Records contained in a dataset
....................
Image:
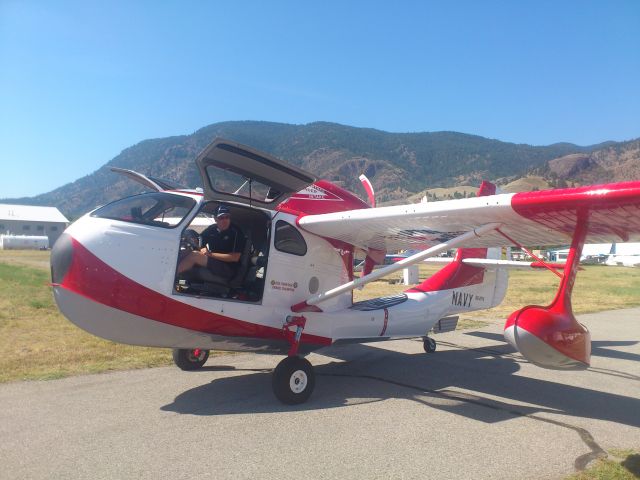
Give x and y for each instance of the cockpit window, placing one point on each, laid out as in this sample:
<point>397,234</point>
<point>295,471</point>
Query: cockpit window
<point>289,240</point>
<point>231,183</point>
<point>156,209</point>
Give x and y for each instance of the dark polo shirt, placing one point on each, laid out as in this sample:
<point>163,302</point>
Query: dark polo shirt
<point>230,241</point>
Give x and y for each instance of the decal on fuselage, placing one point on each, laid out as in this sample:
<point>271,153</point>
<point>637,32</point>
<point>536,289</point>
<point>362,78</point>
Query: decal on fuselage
<point>461,299</point>
<point>284,286</point>
<point>313,192</point>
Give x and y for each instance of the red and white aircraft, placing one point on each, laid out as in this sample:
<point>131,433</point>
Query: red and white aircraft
<point>114,269</point>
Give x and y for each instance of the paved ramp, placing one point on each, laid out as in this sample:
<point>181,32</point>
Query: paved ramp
<point>474,409</point>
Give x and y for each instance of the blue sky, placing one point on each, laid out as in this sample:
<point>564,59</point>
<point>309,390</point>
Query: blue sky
<point>82,80</point>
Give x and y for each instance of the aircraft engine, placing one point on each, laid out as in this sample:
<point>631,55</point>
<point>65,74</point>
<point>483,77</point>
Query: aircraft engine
<point>549,337</point>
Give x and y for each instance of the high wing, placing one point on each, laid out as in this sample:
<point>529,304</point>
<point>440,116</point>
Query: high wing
<point>530,218</point>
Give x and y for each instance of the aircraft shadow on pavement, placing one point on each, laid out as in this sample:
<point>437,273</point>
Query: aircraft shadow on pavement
<point>441,380</point>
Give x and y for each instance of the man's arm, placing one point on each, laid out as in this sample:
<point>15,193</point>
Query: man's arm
<point>225,257</point>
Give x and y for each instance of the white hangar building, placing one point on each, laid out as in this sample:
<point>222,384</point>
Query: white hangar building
<point>29,220</point>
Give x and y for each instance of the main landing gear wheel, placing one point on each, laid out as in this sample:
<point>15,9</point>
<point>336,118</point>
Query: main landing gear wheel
<point>293,380</point>
<point>429,345</point>
<point>193,359</point>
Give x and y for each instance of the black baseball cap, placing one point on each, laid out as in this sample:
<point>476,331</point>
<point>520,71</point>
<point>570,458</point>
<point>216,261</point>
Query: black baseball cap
<point>222,210</point>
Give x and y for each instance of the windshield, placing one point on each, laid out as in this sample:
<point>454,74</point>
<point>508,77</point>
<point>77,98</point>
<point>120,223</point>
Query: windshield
<point>231,183</point>
<point>156,209</point>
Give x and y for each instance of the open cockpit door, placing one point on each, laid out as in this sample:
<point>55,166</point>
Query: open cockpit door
<point>157,184</point>
<point>234,172</point>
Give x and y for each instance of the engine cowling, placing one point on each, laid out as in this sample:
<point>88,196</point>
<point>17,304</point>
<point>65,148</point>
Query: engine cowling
<point>549,337</point>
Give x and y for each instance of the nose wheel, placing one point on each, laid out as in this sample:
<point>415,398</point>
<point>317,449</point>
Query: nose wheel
<point>429,344</point>
<point>293,380</point>
<point>193,359</point>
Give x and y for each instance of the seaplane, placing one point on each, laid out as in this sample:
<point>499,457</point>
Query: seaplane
<point>115,270</point>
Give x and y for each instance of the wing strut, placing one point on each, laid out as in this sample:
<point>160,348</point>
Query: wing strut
<point>310,305</point>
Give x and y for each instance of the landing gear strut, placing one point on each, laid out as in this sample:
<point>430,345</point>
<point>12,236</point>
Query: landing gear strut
<point>293,379</point>
<point>193,359</point>
<point>429,344</point>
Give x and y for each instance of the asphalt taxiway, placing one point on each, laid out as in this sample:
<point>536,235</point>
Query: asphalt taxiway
<point>473,409</point>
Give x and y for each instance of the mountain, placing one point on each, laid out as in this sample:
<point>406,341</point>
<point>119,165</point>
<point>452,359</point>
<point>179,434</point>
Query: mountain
<point>398,164</point>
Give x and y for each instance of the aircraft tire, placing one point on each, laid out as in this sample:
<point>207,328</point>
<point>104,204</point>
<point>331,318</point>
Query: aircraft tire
<point>293,380</point>
<point>185,359</point>
<point>429,345</point>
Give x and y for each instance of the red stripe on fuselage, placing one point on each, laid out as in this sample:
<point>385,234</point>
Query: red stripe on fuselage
<point>94,279</point>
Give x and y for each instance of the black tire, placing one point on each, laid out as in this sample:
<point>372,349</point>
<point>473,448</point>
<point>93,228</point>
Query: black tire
<point>429,345</point>
<point>293,380</point>
<point>186,359</point>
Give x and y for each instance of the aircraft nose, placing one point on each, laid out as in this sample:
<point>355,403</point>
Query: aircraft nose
<point>61,256</point>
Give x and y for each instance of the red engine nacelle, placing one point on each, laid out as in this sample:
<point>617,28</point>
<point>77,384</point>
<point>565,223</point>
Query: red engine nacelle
<point>549,337</point>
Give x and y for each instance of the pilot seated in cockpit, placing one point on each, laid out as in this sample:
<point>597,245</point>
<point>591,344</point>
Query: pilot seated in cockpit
<point>222,246</point>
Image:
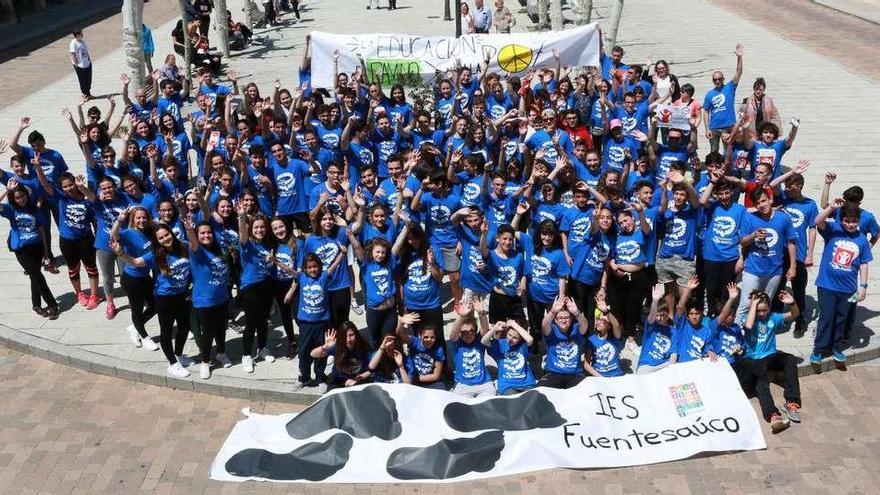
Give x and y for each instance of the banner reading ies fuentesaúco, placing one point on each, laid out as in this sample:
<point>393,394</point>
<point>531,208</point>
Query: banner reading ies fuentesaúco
<point>402,433</point>
<point>410,57</point>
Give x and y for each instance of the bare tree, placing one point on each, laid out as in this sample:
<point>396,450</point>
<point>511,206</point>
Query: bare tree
<point>556,15</point>
<point>221,23</point>
<point>187,43</point>
<point>132,40</point>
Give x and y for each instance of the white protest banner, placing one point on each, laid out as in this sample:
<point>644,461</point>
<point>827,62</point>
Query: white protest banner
<point>402,433</point>
<point>673,117</point>
<point>412,57</point>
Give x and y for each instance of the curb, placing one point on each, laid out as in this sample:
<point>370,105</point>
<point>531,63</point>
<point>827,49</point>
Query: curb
<point>150,373</point>
<point>236,388</point>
....................
Instructions for the task:
Reproduce the data starting with the line that contains "Give x and y for each instance of the asphalt" and going on through the line that contains "<point>473,409</point>", requests included. Multiply every coordinate in the answer points by 1.95 and round to whole numbers with halves rounded up, leaving the requests and their format samples unchanged.

Reply to the exercise:
Give x and y for each instance of the asphalt taxiway, placing one point on each, laid out as in this sample:
<point>536,235</point>
Query: asphalt taxiway
<point>922,798</point>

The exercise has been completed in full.